[Object location annotation data]
--- BEGIN ---

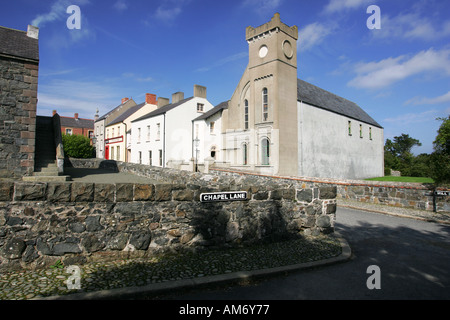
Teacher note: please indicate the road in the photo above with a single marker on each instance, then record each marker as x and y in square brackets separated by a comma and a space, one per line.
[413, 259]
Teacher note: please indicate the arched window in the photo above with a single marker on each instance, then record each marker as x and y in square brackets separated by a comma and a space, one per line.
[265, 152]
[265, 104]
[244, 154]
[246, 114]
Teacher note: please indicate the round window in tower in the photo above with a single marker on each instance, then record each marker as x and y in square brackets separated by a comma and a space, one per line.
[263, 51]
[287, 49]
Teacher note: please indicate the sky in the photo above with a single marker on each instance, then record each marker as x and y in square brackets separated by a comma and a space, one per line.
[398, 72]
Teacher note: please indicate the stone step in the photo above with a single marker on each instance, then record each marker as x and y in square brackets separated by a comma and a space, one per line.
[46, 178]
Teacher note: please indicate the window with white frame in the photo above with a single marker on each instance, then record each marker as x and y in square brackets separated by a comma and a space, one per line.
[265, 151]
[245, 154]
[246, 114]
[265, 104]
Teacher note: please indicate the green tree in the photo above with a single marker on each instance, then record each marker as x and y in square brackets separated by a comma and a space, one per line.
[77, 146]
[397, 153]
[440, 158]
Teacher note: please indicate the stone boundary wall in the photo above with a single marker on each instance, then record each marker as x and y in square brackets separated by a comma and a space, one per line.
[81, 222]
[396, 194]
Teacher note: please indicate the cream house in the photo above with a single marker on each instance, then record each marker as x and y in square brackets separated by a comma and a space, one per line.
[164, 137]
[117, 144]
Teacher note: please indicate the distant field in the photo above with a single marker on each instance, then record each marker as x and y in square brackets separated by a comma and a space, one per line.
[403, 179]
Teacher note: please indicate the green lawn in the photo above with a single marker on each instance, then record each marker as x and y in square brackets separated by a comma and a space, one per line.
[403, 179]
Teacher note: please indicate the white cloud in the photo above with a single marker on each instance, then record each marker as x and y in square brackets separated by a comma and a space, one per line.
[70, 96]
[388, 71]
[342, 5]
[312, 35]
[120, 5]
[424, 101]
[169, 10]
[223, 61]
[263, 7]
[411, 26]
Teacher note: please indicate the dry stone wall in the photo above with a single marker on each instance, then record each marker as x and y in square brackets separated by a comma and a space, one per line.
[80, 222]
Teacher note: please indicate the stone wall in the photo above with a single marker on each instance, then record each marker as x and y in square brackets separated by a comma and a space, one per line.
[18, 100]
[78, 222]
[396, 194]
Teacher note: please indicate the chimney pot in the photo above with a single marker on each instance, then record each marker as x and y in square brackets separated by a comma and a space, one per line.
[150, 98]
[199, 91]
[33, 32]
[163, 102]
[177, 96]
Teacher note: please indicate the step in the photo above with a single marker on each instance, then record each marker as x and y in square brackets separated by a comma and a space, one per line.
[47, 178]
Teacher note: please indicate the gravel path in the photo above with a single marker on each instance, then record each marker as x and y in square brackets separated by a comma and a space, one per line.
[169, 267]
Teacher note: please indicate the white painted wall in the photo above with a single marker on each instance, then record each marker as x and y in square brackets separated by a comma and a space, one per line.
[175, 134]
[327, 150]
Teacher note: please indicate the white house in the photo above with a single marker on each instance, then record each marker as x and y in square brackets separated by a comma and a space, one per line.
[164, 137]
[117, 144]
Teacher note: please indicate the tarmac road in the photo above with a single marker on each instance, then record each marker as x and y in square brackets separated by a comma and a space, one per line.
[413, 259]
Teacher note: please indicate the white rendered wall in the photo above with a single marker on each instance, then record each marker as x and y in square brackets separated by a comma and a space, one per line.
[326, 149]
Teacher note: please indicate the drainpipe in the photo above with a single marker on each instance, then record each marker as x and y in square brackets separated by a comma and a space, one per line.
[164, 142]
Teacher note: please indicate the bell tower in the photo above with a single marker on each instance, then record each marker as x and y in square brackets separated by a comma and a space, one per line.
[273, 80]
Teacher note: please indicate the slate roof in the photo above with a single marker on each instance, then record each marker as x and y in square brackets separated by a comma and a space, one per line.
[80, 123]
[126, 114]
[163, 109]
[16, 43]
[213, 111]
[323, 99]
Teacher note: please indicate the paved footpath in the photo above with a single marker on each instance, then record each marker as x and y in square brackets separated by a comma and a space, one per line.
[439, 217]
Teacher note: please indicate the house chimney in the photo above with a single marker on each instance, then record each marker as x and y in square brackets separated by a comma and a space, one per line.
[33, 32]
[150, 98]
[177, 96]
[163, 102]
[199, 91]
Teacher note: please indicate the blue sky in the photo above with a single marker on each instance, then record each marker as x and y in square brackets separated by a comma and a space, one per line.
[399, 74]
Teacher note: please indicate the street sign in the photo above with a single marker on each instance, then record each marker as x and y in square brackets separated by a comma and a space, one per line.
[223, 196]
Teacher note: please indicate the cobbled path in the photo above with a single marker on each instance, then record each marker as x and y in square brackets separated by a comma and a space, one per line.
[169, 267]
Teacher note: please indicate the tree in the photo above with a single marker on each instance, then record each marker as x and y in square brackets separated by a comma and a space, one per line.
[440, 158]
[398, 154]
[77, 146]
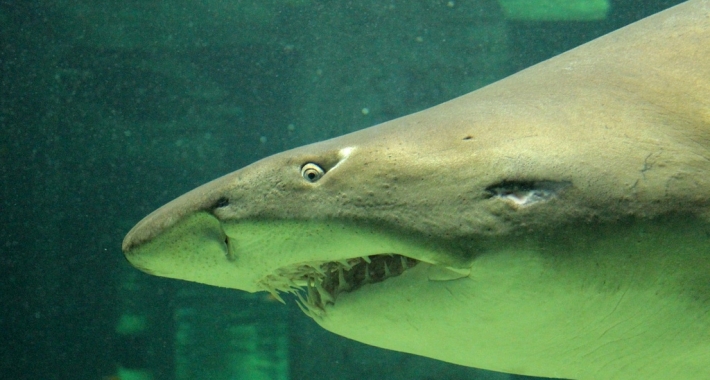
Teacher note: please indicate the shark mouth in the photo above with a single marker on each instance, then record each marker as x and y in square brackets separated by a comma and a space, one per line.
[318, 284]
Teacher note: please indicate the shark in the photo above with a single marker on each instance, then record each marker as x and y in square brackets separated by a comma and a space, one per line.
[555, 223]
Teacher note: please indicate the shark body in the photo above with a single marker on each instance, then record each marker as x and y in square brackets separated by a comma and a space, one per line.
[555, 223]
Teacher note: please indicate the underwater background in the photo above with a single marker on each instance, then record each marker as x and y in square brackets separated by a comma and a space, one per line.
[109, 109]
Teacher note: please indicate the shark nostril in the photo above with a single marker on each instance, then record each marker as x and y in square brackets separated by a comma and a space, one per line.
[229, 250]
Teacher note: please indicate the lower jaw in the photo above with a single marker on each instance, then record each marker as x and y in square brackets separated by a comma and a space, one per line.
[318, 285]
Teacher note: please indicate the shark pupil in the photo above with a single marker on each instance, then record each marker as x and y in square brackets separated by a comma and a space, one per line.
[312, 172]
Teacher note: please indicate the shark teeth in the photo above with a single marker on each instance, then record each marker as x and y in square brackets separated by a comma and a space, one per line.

--- END ---

Copy out exactly the lines from the line with "Teacher note: please indicate the shark nostril" to the end of the listing, including both of those lines, and give nothing else.

Teacher note: please indicate the shark nostril in the photo above with a single marker on each instance, then record each marker as x and y in square brackets separated by a comma and a space, one per line.
[229, 250]
Teacher note: please indicate the lower jaw in the photo above with a single marker on each instance, then record each marker as x and y in square brackets separated by a comma and a space, one per line.
[318, 285]
Teacher note: please indicate the shark pupil in the photo above with a single marker on each instance, then record each marker as x and y in square brackets separated by a comma and a space, one per line.
[312, 172]
Teacher note: please indicate the shark teeth in the photo above with a single marker on each instance, then record each marker as x and y in square brackets separated by a comma and a space, one per line.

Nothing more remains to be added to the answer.